* EXERCISE
Produce an exact copy of the lines from the line containing "column 546, row 569" through the last line of the entries below, and only those lines.

* RECORDS TO PROCESS
----

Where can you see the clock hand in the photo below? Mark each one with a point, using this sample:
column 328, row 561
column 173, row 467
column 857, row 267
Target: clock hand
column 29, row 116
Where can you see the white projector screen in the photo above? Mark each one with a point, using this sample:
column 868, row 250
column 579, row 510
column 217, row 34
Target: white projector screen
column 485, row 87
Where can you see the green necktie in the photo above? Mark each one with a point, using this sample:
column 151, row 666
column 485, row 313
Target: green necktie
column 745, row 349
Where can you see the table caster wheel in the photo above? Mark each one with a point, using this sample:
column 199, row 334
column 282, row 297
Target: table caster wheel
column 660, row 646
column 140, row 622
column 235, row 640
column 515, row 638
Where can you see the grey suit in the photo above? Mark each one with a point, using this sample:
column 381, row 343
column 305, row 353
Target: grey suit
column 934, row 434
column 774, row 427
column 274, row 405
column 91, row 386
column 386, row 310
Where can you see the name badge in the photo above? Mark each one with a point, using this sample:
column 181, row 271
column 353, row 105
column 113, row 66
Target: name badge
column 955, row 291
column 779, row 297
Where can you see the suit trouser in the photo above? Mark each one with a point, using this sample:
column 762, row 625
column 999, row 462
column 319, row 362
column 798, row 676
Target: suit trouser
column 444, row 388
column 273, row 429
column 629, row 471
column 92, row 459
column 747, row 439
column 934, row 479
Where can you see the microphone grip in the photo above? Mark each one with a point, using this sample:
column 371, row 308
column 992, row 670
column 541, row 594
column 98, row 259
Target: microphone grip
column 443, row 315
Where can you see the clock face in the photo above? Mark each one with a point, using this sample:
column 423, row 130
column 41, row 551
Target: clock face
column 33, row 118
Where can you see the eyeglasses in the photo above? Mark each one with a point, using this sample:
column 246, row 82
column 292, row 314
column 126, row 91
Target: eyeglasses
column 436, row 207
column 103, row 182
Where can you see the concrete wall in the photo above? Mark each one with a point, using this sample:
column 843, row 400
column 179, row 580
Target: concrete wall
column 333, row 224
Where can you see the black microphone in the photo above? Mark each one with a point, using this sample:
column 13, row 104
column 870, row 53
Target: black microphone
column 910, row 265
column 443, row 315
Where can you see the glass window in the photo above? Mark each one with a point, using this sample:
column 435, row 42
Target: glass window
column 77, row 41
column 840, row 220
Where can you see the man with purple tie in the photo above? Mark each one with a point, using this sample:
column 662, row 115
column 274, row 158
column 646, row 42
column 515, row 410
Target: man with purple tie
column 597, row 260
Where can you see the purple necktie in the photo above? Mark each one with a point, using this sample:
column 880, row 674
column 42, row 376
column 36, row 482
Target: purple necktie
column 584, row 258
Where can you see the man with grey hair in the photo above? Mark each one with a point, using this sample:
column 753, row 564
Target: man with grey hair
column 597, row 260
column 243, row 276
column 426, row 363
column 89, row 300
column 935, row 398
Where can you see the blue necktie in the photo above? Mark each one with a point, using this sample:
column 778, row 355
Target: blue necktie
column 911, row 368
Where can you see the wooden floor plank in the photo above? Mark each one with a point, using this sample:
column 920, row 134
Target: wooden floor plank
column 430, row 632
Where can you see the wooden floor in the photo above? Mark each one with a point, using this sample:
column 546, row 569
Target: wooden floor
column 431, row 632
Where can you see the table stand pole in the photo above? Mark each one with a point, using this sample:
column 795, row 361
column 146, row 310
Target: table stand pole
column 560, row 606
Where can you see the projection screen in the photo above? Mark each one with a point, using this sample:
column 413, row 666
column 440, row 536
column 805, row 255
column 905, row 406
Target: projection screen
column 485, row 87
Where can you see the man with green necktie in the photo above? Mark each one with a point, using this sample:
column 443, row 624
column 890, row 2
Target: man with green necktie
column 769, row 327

----

* ANSWER TO THIS TASK
column 546, row 569
Target: wooden floor
column 431, row 632
Where can you see the table stand pole in the photo above? Mark each one with a point, using this sample:
column 795, row 361
column 146, row 310
Target: table stand pole
column 560, row 606
Where can you see the projection screen in the photo above? Mark each one with a point, using this sample:
column 413, row 666
column 440, row 536
column 805, row 255
column 905, row 406
Target: projection screen
column 485, row 87
Where can you see the man with green necktie in the photo above? Mark each one with a point, using this sample:
column 443, row 624
column 890, row 2
Target: man with green necktie
column 769, row 327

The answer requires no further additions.